_Task goal_:
Reproduce every one of the records below word for word, leaving out the pictures.

[Dataset rows on where objects appear]
★ ★ ★ ★ ★

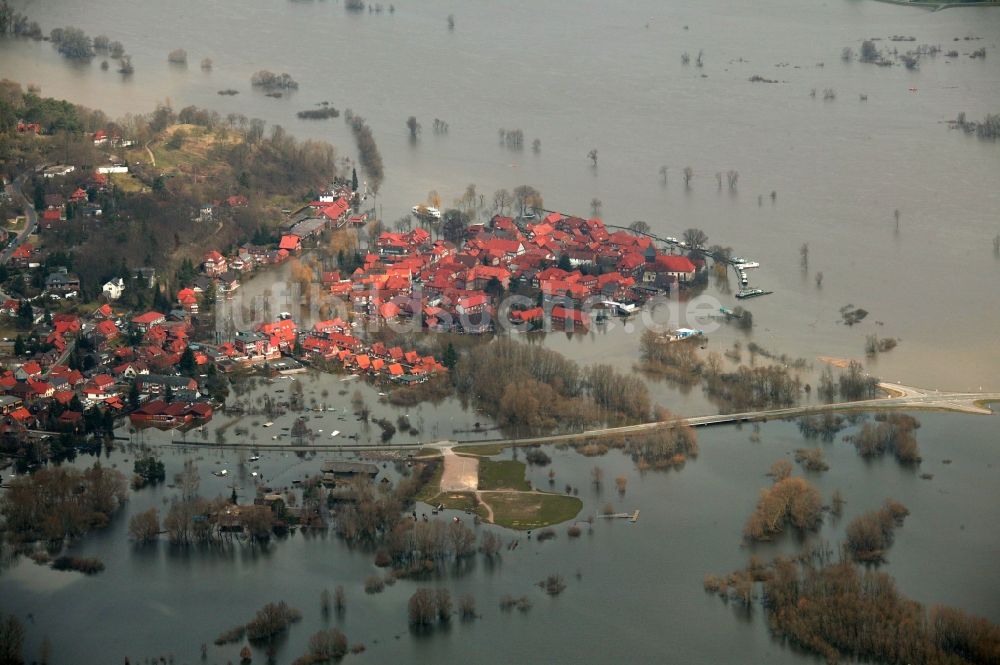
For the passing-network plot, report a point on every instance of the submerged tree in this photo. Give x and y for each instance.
(413, 126)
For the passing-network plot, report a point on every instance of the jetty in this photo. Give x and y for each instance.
(632, 517)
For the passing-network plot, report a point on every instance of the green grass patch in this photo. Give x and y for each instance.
(432, 487)
(485, 450)
(428, 452)
(531, 510)
(502, 475)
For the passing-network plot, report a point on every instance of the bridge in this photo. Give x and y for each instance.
(898, 397)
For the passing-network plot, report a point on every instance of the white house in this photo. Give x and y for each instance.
(114, 289)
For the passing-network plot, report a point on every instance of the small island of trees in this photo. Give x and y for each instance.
(271, 82)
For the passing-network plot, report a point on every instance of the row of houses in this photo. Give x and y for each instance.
(562, 259)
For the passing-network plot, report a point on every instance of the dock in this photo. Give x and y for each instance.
(631, 517)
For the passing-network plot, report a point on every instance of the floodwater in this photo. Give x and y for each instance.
(605, 76)
(638, 596)
(609, 76)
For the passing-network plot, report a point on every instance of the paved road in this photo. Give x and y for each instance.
(32, 220)
(900, 398)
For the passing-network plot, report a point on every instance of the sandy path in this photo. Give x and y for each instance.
(461, 474)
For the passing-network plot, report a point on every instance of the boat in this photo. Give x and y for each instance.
(751, 293)
(426, 211)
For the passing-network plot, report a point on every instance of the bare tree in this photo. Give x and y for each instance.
(413, 126)
(595, 206)
(597, 475)
(695, 238)
(502, 200)
(639, 227)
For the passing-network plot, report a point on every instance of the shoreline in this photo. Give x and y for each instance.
(938, 6)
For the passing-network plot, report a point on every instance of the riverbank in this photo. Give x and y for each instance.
(937, 6)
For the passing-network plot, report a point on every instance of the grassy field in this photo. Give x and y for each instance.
(485, 450)
(432, 487)
(502, 475)
(428, 452)
(196, 153)
(531, 510)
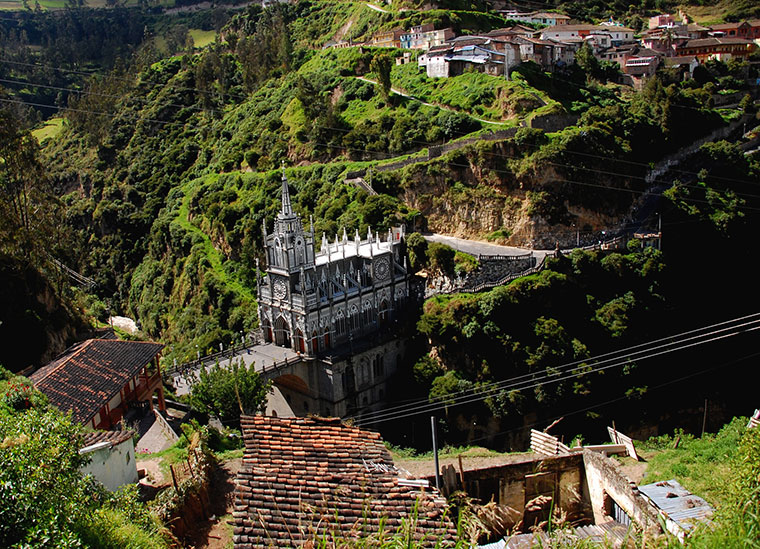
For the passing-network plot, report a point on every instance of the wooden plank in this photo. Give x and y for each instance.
(619, 438)
(607, 448)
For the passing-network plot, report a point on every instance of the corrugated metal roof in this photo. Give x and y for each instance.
(608, 534)
(678, 504)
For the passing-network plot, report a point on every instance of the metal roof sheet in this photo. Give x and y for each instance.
(677, 503)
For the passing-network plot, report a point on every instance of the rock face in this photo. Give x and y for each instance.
(35, 323)
(477, 193)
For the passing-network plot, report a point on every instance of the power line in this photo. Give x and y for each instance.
(614, 354)
(428, 144)
(624, 397)
(363, 151)
(111, 96)
(522, 383)
(624, 354)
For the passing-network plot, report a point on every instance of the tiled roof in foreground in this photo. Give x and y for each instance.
(92, 372)
(317, 479)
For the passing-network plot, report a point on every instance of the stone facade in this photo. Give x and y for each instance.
(314, 302)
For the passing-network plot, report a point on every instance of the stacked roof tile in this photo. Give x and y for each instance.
(317, 479)
(92, 372)
(113, 438)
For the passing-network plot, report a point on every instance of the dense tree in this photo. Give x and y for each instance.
(44, 499)
(381, 65)
(229, 392)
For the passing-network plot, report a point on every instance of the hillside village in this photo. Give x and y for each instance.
(669, 41)
(370, 319)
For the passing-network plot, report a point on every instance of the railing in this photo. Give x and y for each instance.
(208, 360)
(505, 279)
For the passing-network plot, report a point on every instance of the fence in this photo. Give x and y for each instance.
(546, 444)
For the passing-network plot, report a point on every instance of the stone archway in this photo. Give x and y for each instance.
(300, 341)
(384, 312)
(266, 328)
(281, 332)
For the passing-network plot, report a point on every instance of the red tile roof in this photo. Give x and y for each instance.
(91, 373)
(316, 478)
(114, 438)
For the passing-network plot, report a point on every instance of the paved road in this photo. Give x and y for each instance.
(435, 105)
(260, 355)
(476, 247)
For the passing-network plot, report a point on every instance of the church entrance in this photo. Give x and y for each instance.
(281, 332)
(300, 342)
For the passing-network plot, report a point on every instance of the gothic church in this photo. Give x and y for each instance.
(318, 303)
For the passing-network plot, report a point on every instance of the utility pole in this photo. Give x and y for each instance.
(435, 454)
(659, 231)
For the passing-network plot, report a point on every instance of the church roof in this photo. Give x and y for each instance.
(92, 372)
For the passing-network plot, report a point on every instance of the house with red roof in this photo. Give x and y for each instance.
(97, 379)
(305, 480)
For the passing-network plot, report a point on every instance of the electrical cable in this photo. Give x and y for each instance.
(612, 355)
(552, 377)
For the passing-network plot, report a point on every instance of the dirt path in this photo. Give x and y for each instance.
(216, 533)
(435, 105)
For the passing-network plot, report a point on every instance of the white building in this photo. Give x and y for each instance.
(313, 302)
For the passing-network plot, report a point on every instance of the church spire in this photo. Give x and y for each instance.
(287, 209)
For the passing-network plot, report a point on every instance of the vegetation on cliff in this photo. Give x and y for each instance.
(44, 499)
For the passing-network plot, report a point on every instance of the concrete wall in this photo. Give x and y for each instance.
(604, 479)
(553, 122)
(111, 466)
(516, 484)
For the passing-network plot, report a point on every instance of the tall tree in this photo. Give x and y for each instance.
(24, 198)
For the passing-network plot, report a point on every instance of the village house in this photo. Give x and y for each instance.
(547, 53)
(424, 37)
(749, 30)
(684, 65)
(304, 480)
(484, 54)
(112, 458)
(722, 49)
(387, 39)
(313, 302)
(537, 17)
(98, 379)
(663, 20)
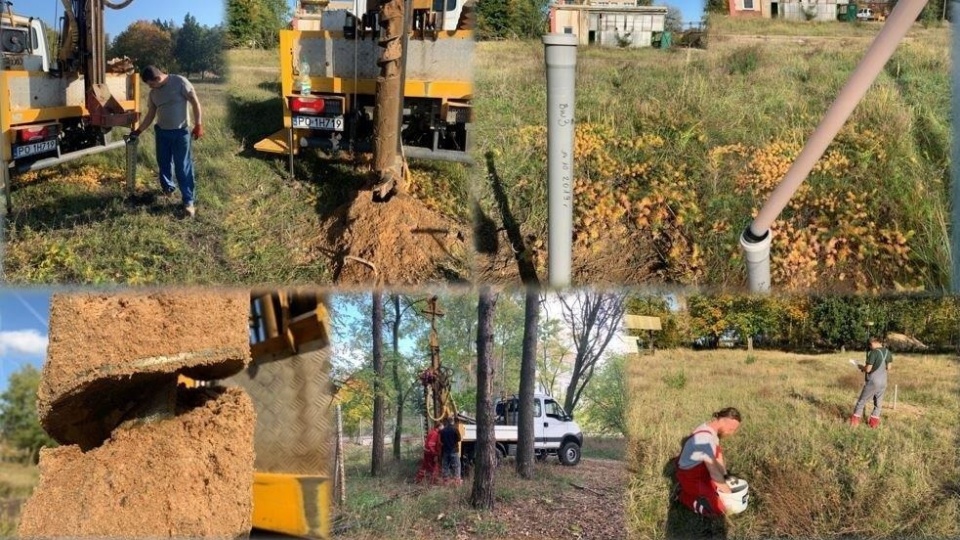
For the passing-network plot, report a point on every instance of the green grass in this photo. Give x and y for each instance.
(720, 25)
(393, 507)
(810, 474)
(654, 127)
(71, 223)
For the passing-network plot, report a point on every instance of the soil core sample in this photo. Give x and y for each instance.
(186, 475)
(107, 351)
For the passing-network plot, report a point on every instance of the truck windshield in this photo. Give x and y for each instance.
(554, 410)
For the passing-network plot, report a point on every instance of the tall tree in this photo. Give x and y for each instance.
(19, 424)
(256, 23)
(146, 44)
(605, 401)
(592, 318)
(376, 461)
(528, 381)
(188, 49)
(481, 497)
(403, 386)
(212, 57)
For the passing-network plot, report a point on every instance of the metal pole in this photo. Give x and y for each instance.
(758, 233)
(132, 145)
(560, 52)
(955, 158)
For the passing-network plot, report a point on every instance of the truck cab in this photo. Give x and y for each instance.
(555, 431)
(55, 110)
(23, 44)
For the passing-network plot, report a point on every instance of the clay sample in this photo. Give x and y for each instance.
(108, 351)
(188, 475)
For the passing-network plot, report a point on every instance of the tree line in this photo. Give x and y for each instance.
(804, 323)
(188, 49)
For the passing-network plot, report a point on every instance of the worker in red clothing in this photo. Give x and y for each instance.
(701, 469)
(430, 467)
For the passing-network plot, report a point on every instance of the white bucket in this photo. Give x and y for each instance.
(736, 501)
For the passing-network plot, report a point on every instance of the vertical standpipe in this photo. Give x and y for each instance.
(560, 51)
(755, 241)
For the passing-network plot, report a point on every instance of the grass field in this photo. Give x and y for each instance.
(810, 474)
(71, 223)
(549, 506)
(677, 149)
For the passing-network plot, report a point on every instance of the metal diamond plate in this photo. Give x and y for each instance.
(295, 429)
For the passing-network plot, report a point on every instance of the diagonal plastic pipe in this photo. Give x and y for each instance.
(560, 53)
(755, 240)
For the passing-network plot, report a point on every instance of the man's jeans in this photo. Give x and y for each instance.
(451, 466)
(173, 148)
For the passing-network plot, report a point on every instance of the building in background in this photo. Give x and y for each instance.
(609, 23)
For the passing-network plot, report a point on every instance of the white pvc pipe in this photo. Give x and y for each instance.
(560, 52)
(756, 252)
(901, 19)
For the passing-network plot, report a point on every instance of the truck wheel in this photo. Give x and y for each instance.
(570, 454)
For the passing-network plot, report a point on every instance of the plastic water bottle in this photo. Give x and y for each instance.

★ ★ ★ ★ ★

_The response_:
For the passing-network plot, report a point on every instance of the submerged tree in this photo. Give x and y for each instance.
(413, 126)
For the passing-network plot, report a point on every instance of the jetty in this photo. Give x and y for each instance.
(632, 517)
For the passing-network plot, report a point on every instance of the green grass patch in this photo. Give x and y for each instance.
(432, 487)
(485, 450)
(428, 452)
(531, 510)
(502, 475)
For the passing-network plot, report a point on every instance of the bridge in this photo. Give x and y for each instance.
(898, 397)
For the passing-network plot, report a point on every instance of the white house in this photo. Give x and y for each instance.
(114, 289)
For the passing-network plot, report a point on every instance of the small island of trees in this photo. Give x and y for each instance.
(271, 82)
For the passing-network plot, report a point on every instance of the row of houses in this photo. Give x and y for each instance.
(562, 259)
For the passing-network plot, report a point on every instance of the dock in this photo. Give x and y for each instance.
(631, 517)
For the passing-network plot, report a point on every instance of the floodwater in this photo. Give x and y for each instance.
(605, 76)
(638, 596)
(609, 76)
For the passing-network plot, report a point on every instance of the paved road in this photo. Give x and y for each instance.
(32, 220)
(900, 398)
For the passing-network plot, report a point on every instance of the sandy path in this photo. Give x and y for each instance.
(461, 474)
For the passing-network plot, report a point on every instance of the boat in this photo. Give x and y for each instance.
(751, 293)
(426, 211)
For the passing-network plot, report a point on every instance of the bare tree in this photo. Give x and y for each instance.
(413, 126)
(595, 206)
(597, 475)
(695, 238)
(502, 200)
(639, 227)
For the passing-network plot, report a point on every instance of the shoreline in this photo. Give x and y for each instance.
(938, 6)
For the passing-network plot, report a point on every instance of the riverbank in this photo. Give x and y for each instance.
(937, 6)
For the passing-network plot, report a point on every instance of the grassy field in this photo. Give x and y for each instance.
(485, 450)
(432, 487)
(502, 475)
(428, 452)
(196, 153)
(531, 510)
For the passing-network plot, report a point on every instance of the wooden plank in this photo. Give x and y for each instance.
(619, 438)
(607, 448)
For the passing-network plot, report a point on every instance of the corrugated metal roof in this photo. Give x and y for each instance.
(608, 534)
(678, 504)
For the passing-network plot, report a point on every instance of the metal roof sheet in this photo. Give x and y for each instance.
(677, 503)
For the passing-network plot, report a point on every instance of the rock face in this photo. Give x and y for each instance.
(35, 323)
(477, 193)
For the passing-network plot, report a point on every instance of the power line in this photo. Give x and y for each instance.
(614, 354)
(428, 144)
(624, 397)
(363, 151)
(111, 96)
(522, 383)
(624, 354)
For the passing-network plot, report a point on every instance of the tiled roof in foreground in this photo. Give x and y for each instance.
(92, 372)
(317, 479)
For the passing-network plot, report a point on every instance of the stone facade in this photo. Give x and y for each instance.
(314, 302)
For the passing-network plot, report a point on every instance of the stacked roof tile in this photo. Give x and y for each instance.
(317, 479)
(92, 372)
(113, 438)
For the passing-network plot, report a point on every instance of the dense tree in this photo. Give x and y for each instance.
(44, 499)
(381, 65)
(229, 392)
For the passing-network plot, report a point on every instance of the hillside village in this photo. Give x and y for each instance.
(669, 41)
(370, 319)
For the passing-network plot, report a point on every instance of the railing in this photo. Give x and y for each instance.
(208, 360)
(505, 279)
For the passing-network plot, report a point on every instance of the fence in this photo. Give x and y for each instance.
(546, 444)
For the passing-network plot, report a point on every instance of the stone archway in this photo. Give x and y for each instance.
(300, 341)
(384, 312)
(266, 328)
(281, 332)
For the passing-network plot, report a point on every instance of the red tile roof in this photo. Give x and y for each instance.
(91, 373)
(316, 478)
(114, 438)
For the passing-network plot, report a point on every instance of the paved road in this photo. Give x and y for each instance.
(435, 105)
(260, 355)
(476, 247)
For the passing-network plot, report a point on every instance of the church entrance in this photo. Give x and y for each instance.
(281, 332)
(300, 342)
For the passing-network plot, report a point on every instance of the gothic church in this photo. Give x and y for each instance.
(318, 303)
For the passing-network plot, report a point on every instance of the utility pole in this photo. Give x and y for each instance.
(435, 454)
(659, 231)
For the passing-network plot, report a point on every instance of the church roof in this photo. Give x and y for each instance.
(92, 372)
For the passing-network plot, report a point on every instance of the house with red roof in this photo. Give x and y for each instance.
(97, 379)
(305, 480)
For the passing-network plot, report a point on every instance of the electrical cable in this photo. Give x and y for each instance.
(612, 355)
(552, 377)
For the passing-network plot, report a point on every instance of the dirt path in this photo. Give x and y for each instance.
(216, 533)
(435, 105)
For the passing-network plot, report a point on every instance of the white building in this photo. Give x and y for each instance.
(313, 302)
For the passing-network plot, report a point on every instance of the church spire in this photo. Give x and y for each instance.
(287, 209)
For the passing-network plot, report a point on every instance of the vegetation on cliff in this photo. Give x and y for each instance.
(44, 499)
For the passing-network plot, report a point on every instance of the concrete wall in this photo. Give x and y for each instance.
(604, 479)
(553, 122)
(111, 466)
(516, 484)
For the passing-network plot, report a point on every instance of the tall tree in this photo. Give x and y for each instance.
(24, 198)
For the passing-network plot, report a point on every instance of the village house in this photo. Give x and y for each instance.
(547, 53)
(424, 37)
(749, 30)
(684, 65)
(304, 480)
(484, 54)
(112, 458)
(722, 49)
(387, 39)
(313, 302)
(537, 17)
(98, 379)
(663, 20)
For the passing-network plot, report a point on every instance of the green grass in this photo. Give x and y for each instance.
(720, 25)
(393, 507)
(810, 474)
(654, 127)
(71, 223)
For the passing-network plot, report a point on every instance of the soil core sample in this photo. Give x and y for each instance.
(186, 475)
(107, 351)
For the passing-network plot, report a point on every instance of the truck windshield in this photo. Give x and y for each instance.
(554, 410)
For the passing-network plot, report a point on every instance of the tall tree in this photo. Give x and y for each instance.
(19, 424)
(256, 23)
(146, 44)
(605, 401)
(592, 318)
(376, 461)
(528, 381)
(188, 49)
(481, 497)
(403, 386)
(212, 57)
For the passing-network plot, report a point on every instance of the metal pole in this photo. Give x and y for each instance.
(758, 233)
(132, 145)
(560, 52)
(955, 158)
For the passing-network plot, report a point on every instance of the truck cab in this photo. Give x and y for each instance.
(555, 431)
(55, 110)
(23, 44)
For the passing-network plot, report a point on every instance of the clay sample in this photo. Give x and y for each instance.
(108, 351)
(188, 475)
For the passing-network plot, report a point on every instance of the tree line in this photo. Give x and y for each instance.
(804, 323)
(188, 49)
For the passing-network plot, report a point on every instance of the worker in red clothing in this photo. Give x and y for each instance.
(701, 469)
(430, 467)
For the passing-network plot, report a point on every instance of the white bucket in this photo. Give x and y for each instance.
(736, 501)
For the passing-network plot, report a point on every instance of the vertical standpipe in this photo. Give x and y for each instance.
(560, 51)
(755, 241)
For the passing-network plot, report a point on every instance of the grass field in this photo. Give x and y for each instance.
(810, 474)
(71, 223)
(549, 506)
(677, 149)
For the passing-network plot, report a point on every instance of the metal diamond plate in this photo. Give x and y for each instance.
(295, 429)
For the passing-network plot, report a point on every instance of the diagonal plastic pipe in this photo. Give x and y for each instance.
(560, 53)
(755, 240)
For the passing-network plot, report a point on every instance of the man's jeans in this photo. Give x and y for each instance.
(451, 466)
(173, 148)
For the passing-network plot, report a point on every instance of the building in background in this photo. Give x and y for each instance.
(609, 23)
For the passing-network plot, report a point on every instance of the white pvc pipe in this photo. Give x and y for each instance.
(560, 52)
(756, 252)
(901, 19)
For the passing-network plot, report a point on every instance of the truck wheel in this photo. Give x and y for each instance.
(570, 454)
For the passing-network plot, report a point on every instance of the plastic water bottle in this photo. Give x and y for each instance.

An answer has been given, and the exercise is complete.